Information shown
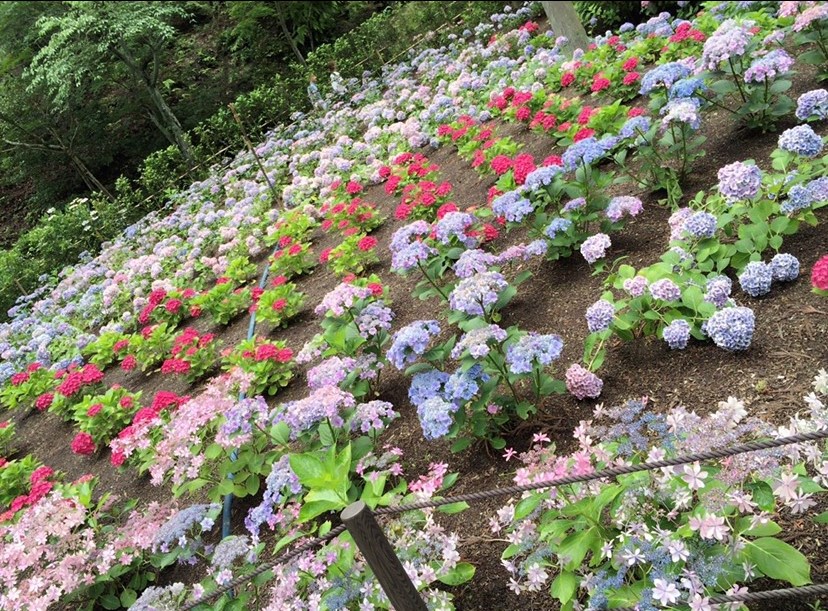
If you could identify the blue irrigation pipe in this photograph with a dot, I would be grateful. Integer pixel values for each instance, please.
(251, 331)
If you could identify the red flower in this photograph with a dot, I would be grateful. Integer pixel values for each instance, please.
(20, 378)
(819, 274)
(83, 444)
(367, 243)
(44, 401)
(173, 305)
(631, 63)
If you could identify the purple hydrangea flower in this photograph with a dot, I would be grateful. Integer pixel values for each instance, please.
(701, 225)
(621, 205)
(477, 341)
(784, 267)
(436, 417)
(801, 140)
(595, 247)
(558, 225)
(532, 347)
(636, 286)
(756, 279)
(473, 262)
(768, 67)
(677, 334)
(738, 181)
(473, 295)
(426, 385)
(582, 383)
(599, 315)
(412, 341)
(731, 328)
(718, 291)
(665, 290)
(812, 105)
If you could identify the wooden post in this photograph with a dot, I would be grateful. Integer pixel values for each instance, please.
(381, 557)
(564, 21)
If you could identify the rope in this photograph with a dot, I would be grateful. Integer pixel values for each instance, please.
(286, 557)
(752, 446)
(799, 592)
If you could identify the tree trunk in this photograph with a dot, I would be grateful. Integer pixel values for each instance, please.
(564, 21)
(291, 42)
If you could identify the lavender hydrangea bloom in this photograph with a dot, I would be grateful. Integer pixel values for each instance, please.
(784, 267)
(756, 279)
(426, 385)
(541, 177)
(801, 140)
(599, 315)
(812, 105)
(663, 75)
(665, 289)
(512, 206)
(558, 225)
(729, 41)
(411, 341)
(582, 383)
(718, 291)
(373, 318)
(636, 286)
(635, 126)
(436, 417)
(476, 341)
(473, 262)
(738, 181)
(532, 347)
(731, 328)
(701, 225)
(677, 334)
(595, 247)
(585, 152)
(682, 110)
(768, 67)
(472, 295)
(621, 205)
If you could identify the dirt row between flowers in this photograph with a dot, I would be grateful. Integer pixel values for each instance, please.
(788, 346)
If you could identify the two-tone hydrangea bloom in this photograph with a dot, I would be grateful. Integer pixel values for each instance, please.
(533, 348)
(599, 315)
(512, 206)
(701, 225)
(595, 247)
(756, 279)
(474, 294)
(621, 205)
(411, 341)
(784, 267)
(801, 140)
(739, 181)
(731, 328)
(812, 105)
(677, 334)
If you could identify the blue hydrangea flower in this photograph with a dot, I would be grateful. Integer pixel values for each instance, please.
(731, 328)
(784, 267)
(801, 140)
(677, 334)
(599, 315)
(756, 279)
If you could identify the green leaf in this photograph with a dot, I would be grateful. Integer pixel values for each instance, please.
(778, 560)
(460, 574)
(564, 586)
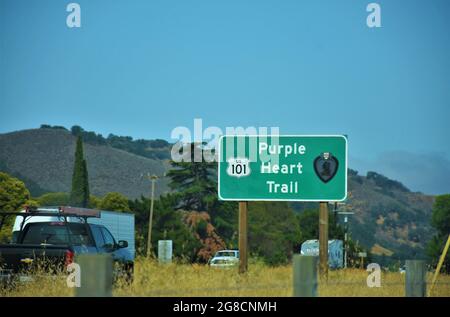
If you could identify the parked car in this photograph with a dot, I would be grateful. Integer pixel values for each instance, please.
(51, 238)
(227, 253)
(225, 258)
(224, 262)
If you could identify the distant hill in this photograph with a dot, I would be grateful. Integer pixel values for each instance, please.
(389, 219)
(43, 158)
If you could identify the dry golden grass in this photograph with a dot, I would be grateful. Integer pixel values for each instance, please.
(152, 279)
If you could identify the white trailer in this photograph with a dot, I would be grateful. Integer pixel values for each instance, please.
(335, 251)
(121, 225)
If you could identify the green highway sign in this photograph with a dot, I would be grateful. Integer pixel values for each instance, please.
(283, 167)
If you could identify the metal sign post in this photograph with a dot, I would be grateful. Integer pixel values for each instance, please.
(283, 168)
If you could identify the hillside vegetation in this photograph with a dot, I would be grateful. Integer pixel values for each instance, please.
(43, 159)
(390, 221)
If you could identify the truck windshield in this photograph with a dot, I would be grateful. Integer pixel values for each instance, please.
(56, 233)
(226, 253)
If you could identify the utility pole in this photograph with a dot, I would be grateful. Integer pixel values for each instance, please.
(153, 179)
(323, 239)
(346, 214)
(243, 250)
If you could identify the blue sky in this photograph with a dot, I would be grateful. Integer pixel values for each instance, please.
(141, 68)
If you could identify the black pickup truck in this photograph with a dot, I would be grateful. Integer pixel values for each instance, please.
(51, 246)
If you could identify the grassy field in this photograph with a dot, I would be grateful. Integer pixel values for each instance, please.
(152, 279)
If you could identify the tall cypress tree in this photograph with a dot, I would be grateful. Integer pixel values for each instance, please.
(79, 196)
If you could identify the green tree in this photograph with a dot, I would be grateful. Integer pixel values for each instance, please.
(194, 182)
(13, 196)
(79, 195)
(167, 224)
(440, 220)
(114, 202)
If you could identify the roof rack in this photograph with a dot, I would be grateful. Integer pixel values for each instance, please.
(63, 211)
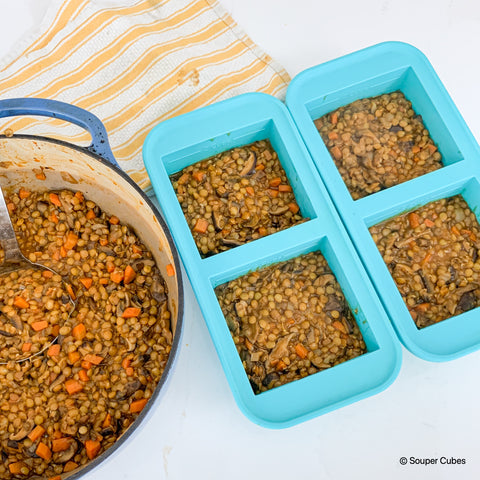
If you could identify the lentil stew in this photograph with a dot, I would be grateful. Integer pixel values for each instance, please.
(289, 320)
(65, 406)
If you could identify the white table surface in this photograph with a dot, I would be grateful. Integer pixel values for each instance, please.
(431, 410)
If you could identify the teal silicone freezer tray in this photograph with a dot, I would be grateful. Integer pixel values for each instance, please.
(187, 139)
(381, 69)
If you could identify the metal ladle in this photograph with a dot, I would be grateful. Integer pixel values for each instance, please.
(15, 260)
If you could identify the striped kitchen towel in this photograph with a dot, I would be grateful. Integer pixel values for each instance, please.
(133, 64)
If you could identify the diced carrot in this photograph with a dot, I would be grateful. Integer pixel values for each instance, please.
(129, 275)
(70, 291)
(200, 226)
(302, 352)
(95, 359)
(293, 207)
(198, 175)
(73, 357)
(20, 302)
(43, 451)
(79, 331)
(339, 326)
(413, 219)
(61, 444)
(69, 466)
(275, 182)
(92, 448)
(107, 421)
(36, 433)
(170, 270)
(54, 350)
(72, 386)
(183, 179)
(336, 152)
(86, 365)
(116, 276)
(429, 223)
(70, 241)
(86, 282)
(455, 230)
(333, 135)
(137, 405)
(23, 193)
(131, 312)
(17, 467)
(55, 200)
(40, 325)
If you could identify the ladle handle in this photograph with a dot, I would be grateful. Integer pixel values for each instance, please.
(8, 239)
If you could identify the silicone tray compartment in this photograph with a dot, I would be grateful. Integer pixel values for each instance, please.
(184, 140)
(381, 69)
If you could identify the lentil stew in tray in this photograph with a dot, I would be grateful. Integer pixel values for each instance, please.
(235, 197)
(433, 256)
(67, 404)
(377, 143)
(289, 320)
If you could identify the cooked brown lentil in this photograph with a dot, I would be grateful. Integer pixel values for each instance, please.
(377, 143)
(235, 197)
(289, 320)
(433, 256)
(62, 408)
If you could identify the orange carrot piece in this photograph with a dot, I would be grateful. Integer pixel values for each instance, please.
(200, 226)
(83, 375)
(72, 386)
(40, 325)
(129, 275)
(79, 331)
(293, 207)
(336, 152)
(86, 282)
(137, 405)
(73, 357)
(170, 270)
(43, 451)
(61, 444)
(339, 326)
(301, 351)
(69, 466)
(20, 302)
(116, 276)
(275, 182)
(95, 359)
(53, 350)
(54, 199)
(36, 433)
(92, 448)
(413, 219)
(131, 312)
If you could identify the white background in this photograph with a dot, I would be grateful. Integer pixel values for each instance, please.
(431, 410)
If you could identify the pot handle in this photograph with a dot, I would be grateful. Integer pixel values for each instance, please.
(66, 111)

Work instruction
Each line of the records is to be reproduced exactly, and each picture dropped.

Written answer
If you could identify the blue irrigation pipe in this photograph with a dot, I would be grateful. Integer pixel values for each instance, please.
(251, 331)
If you could identify the red flower in this photograph with a dot, I would be grateful. Integer pixel values for each instance, please.
(20, 378)
(819, 274)
(83, 444)
(367, 243)
(44, 401)
(173, 305)
(631, 63)
If you could identify the purple hydrangea flower in this photograph with a dot, I would be grateful. Integer pixel values for each instance, please.
(701, 225)
(621, 205)
(477, 341)
(784, 267)
(436, 417)
(801, 140)
(595, 247)
(558, 225)
(532, 347)
(636, 286)
(756, 279)
(473, 262)
(768, 67)
(677, 334)
(738, 181)
(473, 295)
(426, 385)
(582, 383)
(599, 315)
(412, 341)
(731, 328)
(718, 291)
(665, 290)
(812, 105)
If you could identify the wooden post in this photograph with a dot, I would be grateful. Integer pixel values for each instance, please.
(381, 557)
(564, 21)
If you could identify the rope in this photograph with a dot, I would be grateful. Integer pixel values for each instance, please.
(286, 557)
(752, 446)
(799, 592)
If you could identify the tree trunk in this photograph with a dot, I would be grateful. Integer pixel values for each instance, please.
(564, 21)
(291, 42)
If you could identify the lavender hydrangea bloom in this photograph with a dot, I would be grateful. Integer pixel values for each instance, please.
(784, 267)
(756, 279)
(426, 385)
(541, 177)
(801, 140)
(599, 315)
(812, 105)
(663, 75)
(665, 289)
(512, 206)
(558, 225)
(729, 41)
(411, 341)
(582, 383)
(718, 291)
(373, 318)
(636, 286)
(635, 126)
(436, 417)
(476, 341)
(473, 262)
(738, 181)
(532, 347)
(731, 328)
(701, 225)
(677, 334)
(595, 247)
(585, 152)
(682, 110)
(768, 67)
(472, 295)
(621, 205)
If you could identify the dirt row between flowers in this photograph with a dot, I would be grateful. Integer pixel values for each instance, please.
(788, 346)
If you could identify the two-tone hydrangea bloom in this photograph with a dot, I would be grateful. Integer pixel values for each instance, please.
(533, 348)
(599, 315)
(512, 206)
(701, 225)
(595, 247)
(756, 279)
(474, 294)
(621, 205)
(411, 341)
(784, 267)
(801, 140)
(739, 181)
(731, 328)
(812, 105)
(677, 334)
If you could identify the blue hydrangea flower in this photograph with a dot, I would be grateful. Integer pixel values for each instance, please.
(731, 328)
(784, 267)
(801, 140)
(677, 334)
(599, 315)
(756, 279)
If you could identify the green leaf in this photograph with a dot, I would be grateful. Integer pixel values for each instance, please.
(778, 560)
(460, 574)
(564, 586)
If you could identify the parked car in this photograph with a dot, I would be grateful. Integer pixel values for each instance, please.
(51, 238)
(227, 253)
(225, 258)
(224, 262)
If you could identify the distant hill in this photograph with a dot, I would be grateful. Integer pixel values for each instance, please.
(389, 219)
(43, 158)
If you could identify the dry golden grass in this photograph with a dot, I would be grateful. Integer pixel values for each instance, please.
(152, 279)
If you could identify the white trailer in this photograph with a dot, I would be grateful. Integer pixel values for each instance, please.
(335, 251)
(121, 225)
If you could identify the green highway sign in this photograph with a dot, I would be grateful. Integer pixel values for each instance, please.
(283, 167)
If you could identify the metal sign post in this photograph with a dot, I would be grateful. Integer pixel values for each instance, please.
(283, 168)
If you could identify the hillside vegetation in this photograph with a dot, I would be grateful. Integer pixel values for each instance, please.
(43, 159)
(390, 221)
If you could identify the truck windshield in this photograph with a dot, I would be grateful. Integer pixel values for each instance, please.
(56, 233)
(226, 253)
If you could identify the utility pole in this photograph with a dot, I would be grateful. Integer pixel values for each instance, please.
(153, 179)
(323, 239)
(346, 214)
(243, 250)
If you could identify the blue sky in this photograph with a dot, I would be grateful. Integer pixel values for each instance, please.
(141, 68)
If you could identify the black pickup truck in this photograph with a dot, I would be grateful. Integer pixel values for each instance, please.
(51, 246)
If you could identify the grassy field in this photograph with a dot, I would be grateful. Integer pixel values for each instance, please.
(152, 279)
If you could identify the tall cypress tree in this photograph with a dot, I would be grateful. Integer pixel values for each instance, please.
(79, 196)
If you could identify the green tree in this photograph with a dot, I would be grateful. Integer pixel values for each instance, please.
(194, 182)
(13, 196)
(79, 195)
(167, 224)
(440, 220)
(114, 202)
If you could identify the roof rack in this photograph with a dot, I would be grateful. Integer pixel values for each instance, please.
(63, 211)
If you could identify the lentil stew in this photograph with a dot, I would be grateful. Integer pixel values for each instance, please.
(289, 320)
(65, 406)
If you could identify the white table surface in this photograph with a dot, I would be grateful. Integer pixel values for each instance, please.
(431, 410)
If you could identify the teal silicone freezer tray in this photograph with a dot, I would be grateful. Integer pixel values for each instance, please.
(187, 139)
(381, 69)
If you could identify the metal ladle in this photograph with a dot, I would be grateful. Integer pixel values for each instance, please.
(15, 260)
If you could identify the striped kitchen towel in this photograph with a dot, I would be grateful. Integer pixel values for each instance, please.
(133, 64)
If you could identify the diced carrot in this photograph with a dot, I would be grateful. Integer pixel values for each instance, please.
(129, 275)
(70, 291)
(200, 226)
(302, 352)
(95, 359)
(293, 207)
(198, 175)
(73, 357)
(20, 302)
(43, 451)
(79, 331)
(339, 326)
(413, 219)
(61, 444)
(69, 466)
(275, 182)
(92, 448)
(107, 421)
(36, 433)
(170, 270)
(54, 350)
(72, 386)
(183, 179)
(336, 152)
(86, 365)
(116, 276)
(429, 223)
(70, 241)
(86, 282)
(455, 230)
(333, 135)
(137, 405)
(23, 193)
(131, 312)
(17, 467)
(55, 200)
(40, 325)
If you could identify the ladle handle in this photograph with a dot, I would be grateful. Integer pixel values for each instance, please.
(8, 239)
If you could identify the silicone tray compartment in this photograph with a dot, I would be grateful. Integer pixel values for each instance, please.
(184, 140)
(381, 69)
If you could identify the lentil stew in tray in this photograph with a dot, I would be grateful. Integer pixel values for each instance, please.
(235, 197)
(433, 256)
(67, 404)
(377, 143)
(289, 320)
If you could identify the cooked brown lentil in this photograph with a dot, I would be grateful. Integer pixel values for each instance, please.
(377, 143)
(235, 197)
(289, 320)
(433, 256)
(62, 408)
If you could identify the orange carrot piece in this photograph with a dot, I would be grateful. Integer pixel values for each instance, please.
(200, 226)
(83, 375)
(72, 386)
(40, 325)
(129, 275)
(79, 331)
(293, 207)
(336, 152)
(86, 282)
(137, 405)
(73, 357)
(170, 270)
(43, 451)
(61, 444)
(339, 326)
(301, 351)
(69, 466)
(20, 302)
(116, 276)
(275, 182)
(95, 359)
(53, 350)
(54, 199)
(36, 433)
(92, 448)
(413, 219)
(131, 312)
If you could identify the white background in this photograph with a dot, I would be grateful. Integer pixel values for each instance, please.
(431, 410)
If you could identify the pot handle in this photograph with a dot, I would be grateful. Integer pixel values for each instance, please.
(66, 111)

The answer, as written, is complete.